> **Assignment**: Using the records below, find every line that includes "ceiling" and copy it.

Entries taken from a collection
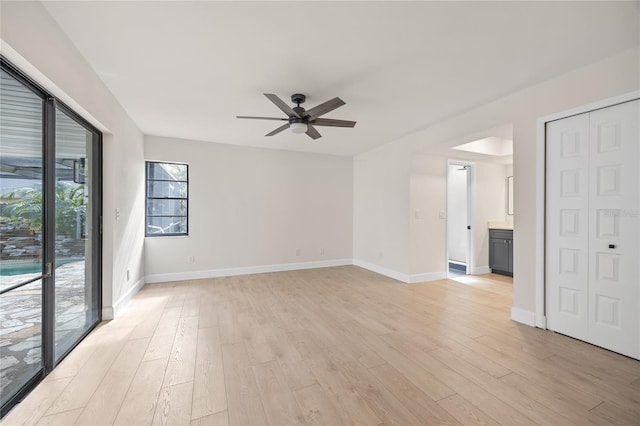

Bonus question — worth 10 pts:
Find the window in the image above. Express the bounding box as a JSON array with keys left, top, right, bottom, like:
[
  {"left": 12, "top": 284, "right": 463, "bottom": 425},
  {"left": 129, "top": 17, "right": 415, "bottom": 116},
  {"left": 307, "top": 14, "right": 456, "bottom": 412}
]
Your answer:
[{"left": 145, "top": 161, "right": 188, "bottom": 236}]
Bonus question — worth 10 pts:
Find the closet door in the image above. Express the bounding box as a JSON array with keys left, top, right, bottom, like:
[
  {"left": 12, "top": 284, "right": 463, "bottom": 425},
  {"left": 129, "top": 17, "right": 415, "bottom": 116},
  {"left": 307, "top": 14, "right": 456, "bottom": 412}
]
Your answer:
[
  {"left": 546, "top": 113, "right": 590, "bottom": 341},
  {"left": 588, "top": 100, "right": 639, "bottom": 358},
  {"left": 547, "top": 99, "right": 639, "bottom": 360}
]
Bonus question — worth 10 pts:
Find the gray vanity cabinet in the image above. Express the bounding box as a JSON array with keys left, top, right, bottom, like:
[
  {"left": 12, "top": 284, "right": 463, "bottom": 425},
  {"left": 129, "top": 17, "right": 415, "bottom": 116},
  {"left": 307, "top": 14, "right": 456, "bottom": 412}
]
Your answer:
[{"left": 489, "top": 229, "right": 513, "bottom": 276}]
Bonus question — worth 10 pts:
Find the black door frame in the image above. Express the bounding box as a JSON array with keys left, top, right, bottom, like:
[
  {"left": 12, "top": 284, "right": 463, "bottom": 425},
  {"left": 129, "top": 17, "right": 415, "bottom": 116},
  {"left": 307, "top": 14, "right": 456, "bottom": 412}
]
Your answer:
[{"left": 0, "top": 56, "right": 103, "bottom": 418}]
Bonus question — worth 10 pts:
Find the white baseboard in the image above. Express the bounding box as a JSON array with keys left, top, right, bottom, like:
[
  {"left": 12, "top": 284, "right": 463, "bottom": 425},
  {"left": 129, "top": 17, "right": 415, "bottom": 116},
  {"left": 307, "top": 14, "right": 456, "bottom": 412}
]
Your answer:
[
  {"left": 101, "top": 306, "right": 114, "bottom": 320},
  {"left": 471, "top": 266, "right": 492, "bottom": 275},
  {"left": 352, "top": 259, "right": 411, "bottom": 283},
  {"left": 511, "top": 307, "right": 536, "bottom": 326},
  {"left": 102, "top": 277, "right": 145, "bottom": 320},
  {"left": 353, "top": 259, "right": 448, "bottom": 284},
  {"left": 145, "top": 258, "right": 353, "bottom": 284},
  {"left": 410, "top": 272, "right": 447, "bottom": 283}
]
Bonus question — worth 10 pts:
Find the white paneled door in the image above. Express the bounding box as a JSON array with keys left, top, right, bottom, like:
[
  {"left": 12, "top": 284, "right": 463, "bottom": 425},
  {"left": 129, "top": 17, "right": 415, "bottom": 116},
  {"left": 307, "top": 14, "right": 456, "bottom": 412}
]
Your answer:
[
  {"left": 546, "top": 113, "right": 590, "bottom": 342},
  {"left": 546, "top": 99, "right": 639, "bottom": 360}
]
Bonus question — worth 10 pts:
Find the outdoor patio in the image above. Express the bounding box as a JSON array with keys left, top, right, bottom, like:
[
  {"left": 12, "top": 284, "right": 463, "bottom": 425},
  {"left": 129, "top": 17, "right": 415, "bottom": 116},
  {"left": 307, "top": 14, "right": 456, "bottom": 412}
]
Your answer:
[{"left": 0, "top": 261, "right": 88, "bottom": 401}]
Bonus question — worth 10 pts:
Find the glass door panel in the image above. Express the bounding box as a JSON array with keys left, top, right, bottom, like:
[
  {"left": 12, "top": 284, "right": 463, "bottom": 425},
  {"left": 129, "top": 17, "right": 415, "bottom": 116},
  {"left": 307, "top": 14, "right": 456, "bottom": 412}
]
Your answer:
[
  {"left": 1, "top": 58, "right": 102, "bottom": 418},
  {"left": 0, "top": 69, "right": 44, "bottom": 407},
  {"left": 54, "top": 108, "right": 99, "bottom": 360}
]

---

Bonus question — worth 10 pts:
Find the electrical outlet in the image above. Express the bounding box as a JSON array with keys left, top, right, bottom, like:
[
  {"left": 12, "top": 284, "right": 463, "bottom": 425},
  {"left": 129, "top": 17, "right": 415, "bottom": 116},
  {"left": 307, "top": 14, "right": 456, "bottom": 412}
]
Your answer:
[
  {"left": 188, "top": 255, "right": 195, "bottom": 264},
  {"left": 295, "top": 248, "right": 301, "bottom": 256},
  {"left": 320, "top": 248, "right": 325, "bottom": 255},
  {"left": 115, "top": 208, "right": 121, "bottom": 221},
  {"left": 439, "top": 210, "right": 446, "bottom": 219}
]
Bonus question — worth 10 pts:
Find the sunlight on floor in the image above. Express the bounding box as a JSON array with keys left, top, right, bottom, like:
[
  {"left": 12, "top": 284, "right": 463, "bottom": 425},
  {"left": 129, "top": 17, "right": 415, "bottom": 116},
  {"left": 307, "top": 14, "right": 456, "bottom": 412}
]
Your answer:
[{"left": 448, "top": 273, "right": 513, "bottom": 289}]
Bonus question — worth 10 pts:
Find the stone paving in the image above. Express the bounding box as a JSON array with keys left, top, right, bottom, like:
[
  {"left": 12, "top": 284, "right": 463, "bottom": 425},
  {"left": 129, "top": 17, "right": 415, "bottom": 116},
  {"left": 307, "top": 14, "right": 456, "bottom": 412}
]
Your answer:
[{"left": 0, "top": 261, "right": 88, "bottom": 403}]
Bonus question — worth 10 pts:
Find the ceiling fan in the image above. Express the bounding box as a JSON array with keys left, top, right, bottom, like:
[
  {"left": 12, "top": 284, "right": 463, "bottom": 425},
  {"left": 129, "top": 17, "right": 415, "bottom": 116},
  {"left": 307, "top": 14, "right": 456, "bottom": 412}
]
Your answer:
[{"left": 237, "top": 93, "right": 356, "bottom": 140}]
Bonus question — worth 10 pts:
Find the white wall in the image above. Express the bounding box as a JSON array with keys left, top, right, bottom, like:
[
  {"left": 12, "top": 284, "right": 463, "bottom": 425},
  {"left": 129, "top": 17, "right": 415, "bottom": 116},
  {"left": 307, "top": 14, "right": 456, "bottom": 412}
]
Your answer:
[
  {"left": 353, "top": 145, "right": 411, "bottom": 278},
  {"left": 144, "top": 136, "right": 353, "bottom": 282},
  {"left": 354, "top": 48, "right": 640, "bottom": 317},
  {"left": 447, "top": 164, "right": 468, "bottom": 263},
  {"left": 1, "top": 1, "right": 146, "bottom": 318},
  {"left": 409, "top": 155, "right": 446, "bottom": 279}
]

--

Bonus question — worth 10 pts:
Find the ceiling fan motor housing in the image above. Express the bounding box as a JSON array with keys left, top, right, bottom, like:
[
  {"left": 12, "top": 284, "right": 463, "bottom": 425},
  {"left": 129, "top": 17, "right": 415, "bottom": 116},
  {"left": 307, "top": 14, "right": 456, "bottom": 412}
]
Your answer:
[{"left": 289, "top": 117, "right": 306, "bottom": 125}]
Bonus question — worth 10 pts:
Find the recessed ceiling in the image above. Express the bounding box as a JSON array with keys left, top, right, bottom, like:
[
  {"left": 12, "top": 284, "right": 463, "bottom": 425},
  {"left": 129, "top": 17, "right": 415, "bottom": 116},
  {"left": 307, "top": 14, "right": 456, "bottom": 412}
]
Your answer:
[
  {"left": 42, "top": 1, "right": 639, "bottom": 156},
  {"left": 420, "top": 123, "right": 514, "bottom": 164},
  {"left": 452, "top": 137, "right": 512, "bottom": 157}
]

> **Response to the exercise**:
Find the ceiling fan in the image above. Express the bounding box as a JSON array with keys left, top, right, bottom, like:
Find the ceiling fan motor housing in the image above. Express the bounding box as a JSON array with keys left, top, right, bottom, like:
Find the recessed ceiling in the image above. Express the bounding box as a JSON array with keys left, top, right, bottom, like:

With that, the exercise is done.